Wer Mitarbeiter nur als Kostenfaktor sieht, verliert deren Leistungswillen
Anziehend wirken und menschlich

Welche Wechselwirkung besteht zwischen Führung, Führungskultur und der betrieblichen Leistungsfähigkeit? Wie wichtig sind kreative und operative Freiräume für Mitarbeiter? Wie wichtig das persönliche Auftreten von Führungskräften? Hartmut Volk sprach darüber mit Thomas Weegen vom Organisationsentwicklungsspezialisten Coverdale in München.

Beschaffung aktuell: Herr Weegen, weshalb ist das Führungsverhalten so wichtig für die Leistungskraft eines Betriebes?

Schriftliche Aufgabe
Beantworten Sie anhand des Textauszugs diese Fragen:
1. Was verliert laut Überschrift, wer Mitarbeiter nur als Kostenfaktor sieht?
2. Wer sprach mit Thomas Weegen?
3. Welche Stadt wird bei Coverdale genannt?

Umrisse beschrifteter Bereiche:
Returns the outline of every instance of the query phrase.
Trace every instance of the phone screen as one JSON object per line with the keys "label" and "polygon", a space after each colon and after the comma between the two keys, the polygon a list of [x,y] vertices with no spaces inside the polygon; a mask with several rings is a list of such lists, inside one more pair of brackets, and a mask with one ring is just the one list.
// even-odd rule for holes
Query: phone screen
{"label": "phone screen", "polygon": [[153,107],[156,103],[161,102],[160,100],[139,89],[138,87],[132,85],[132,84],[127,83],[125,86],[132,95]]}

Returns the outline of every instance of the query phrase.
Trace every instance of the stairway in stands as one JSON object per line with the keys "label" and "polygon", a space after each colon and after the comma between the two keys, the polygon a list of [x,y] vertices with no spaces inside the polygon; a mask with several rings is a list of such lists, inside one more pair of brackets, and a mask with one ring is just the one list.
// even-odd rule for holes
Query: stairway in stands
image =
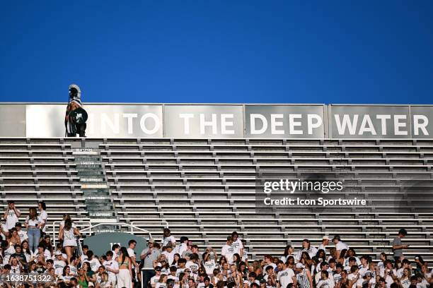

Antwort
1. Den Leistungswillen der Mitarbeiter.
2. Hartmut Volk.
3. München.